■ **Provided passage**:
*** Block opens ***

The sun barely peeks behind grey clouds in the morning twilight. The ocean wind bites at her fingertips while she laces her shoes, letting out a sigh of anticipation for the distance ahead. One can sense that she is listening intently; taking in the surroundings and offering her complete attention with an open heart. “I try my best to listen, and to lead by example,” Vivien tells me. Looking out across the terrain, she witnesses not a place to overcome, but a place to be a part of; she understands that she will never have all the answers, but she can always keep herself within a place of empathy. She nods slowly and shakes her legs out one more time before taking her spot at the line. She keeps her eyes focused on the horizon, balances on her toes; feeling her heartbeat in her chest, she takes one more breath, and then breaks away.

“Running is a huge part of my life.”

Vivien Luk is the Executive Director for Team Tassy, an organization that helps the people of Haiti by providing meaningful work and community support. The nonprofit started its operations in 2010 after a deadly earthquake affected both Haiti and the Dominican Republic. Haiti witnessed the most damage, leaving over 300,000 people killed and hundreds of thousands without a home. After spending time in the country rebuilding communities, Vivien has transferred some of her personal hobbies over to the island to promote its humble fortitude.

She firmly believes that running allows someone to have time for clarity; time to breathe and be away from the static that interferes with the connection we have with our surroundings. “Running is a huge part of my life, and it has provided that kind of base for me,” she reflects. “So I always try to come back to that space, and that’s why I began hosting ultra-marathons here.” Vivien’s passion for running has opened up a new world of appreciation for the country in a way that exposes its beauty and allows more visitors to engage with the environment. “Right now, we have a lot of individual runners from the U.S. and Canada,” she says. “But we plan to have more Haitian runners in 2017. We see running as an opportunity for others to go and explore the country in a way that others never have. It’s exciting to see the different kinds of people who have been drawn to running across Haiti, and to understand why they run. More than anything, we are giving them an outlet to run for a purpose, to run for the families that we serve and to end poverty.”


“I’m fat and I’m lazy and I’ve never ran a day in my life, but I want to do this.”

*** Block closes ***

■ **Extracted material**:

*** Block opens ***

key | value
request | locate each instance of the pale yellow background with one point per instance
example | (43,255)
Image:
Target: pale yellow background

*** Block closes ***
*** Block opens ***

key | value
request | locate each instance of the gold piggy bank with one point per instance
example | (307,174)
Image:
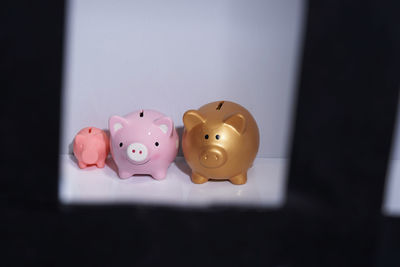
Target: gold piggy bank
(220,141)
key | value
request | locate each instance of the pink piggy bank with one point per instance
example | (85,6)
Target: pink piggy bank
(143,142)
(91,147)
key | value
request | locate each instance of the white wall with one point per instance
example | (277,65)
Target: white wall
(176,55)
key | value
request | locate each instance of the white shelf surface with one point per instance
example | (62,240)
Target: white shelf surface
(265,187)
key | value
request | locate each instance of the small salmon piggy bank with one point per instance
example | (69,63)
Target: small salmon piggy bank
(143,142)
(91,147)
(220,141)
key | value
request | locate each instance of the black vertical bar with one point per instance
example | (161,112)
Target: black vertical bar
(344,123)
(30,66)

*** Block closes ***
*** Block opens ***

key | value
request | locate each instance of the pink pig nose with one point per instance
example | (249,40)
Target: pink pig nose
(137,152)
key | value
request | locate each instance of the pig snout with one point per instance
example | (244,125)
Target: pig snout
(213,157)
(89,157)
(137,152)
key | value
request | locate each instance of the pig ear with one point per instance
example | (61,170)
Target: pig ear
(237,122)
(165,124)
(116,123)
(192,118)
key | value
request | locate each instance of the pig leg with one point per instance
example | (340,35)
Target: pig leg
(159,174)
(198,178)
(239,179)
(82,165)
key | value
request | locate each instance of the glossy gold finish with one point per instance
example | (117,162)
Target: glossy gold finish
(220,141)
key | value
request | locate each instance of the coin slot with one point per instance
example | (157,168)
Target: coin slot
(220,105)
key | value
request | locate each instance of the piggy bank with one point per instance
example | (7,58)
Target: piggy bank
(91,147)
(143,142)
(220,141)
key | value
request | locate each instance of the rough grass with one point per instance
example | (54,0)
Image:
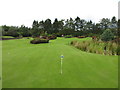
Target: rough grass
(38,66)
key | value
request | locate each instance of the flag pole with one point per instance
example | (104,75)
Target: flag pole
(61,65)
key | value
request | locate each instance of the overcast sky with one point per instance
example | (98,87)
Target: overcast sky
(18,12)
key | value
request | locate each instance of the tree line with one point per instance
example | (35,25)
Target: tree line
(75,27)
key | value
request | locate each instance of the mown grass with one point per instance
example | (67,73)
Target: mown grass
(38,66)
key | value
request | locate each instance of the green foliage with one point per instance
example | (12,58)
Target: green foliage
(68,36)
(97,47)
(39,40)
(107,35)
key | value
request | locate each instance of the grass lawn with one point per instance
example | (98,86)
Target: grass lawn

*** Block closes ***

Proceed with the profile of Vivien Luk and her Haiti runs, writing on from its final line.

■ **Answer box**:
Creating the right culture for people to bring their own pieces and plug into is one of the best things that Vivien feels they have created through Team Tassy. Everyday, she sees running as a great addition to her work, and she feels that the qualities of stamina and endurance speaks to Haiti’s steadfast resilience. “We’ve got a guy who is in his 50’s and has never run in his life,” says Vivien. “He called and said, ‘Hey, I’m fat and I’m lazy and I’ve never ran a day in my life, but I want to do this, so what can you do to help me get there?’ He started walking upwards of 10 miles a day, and he lost 30 pounds because he was inspired to run across Haiti, and I don’t care what year he ends up finishing the run entirely, it’s just inspiring to me in general that somebody would think to do this; to lace up and get out there and start to make progress towards it. He is certainly on the team now, and we have a coach who is helping him get to that point, but it goes back to the idea of a canvas. We offer people a board and give them them some ideas to plug into, and then encourage them to plug into those ideas in their own way. It’s so exciting.”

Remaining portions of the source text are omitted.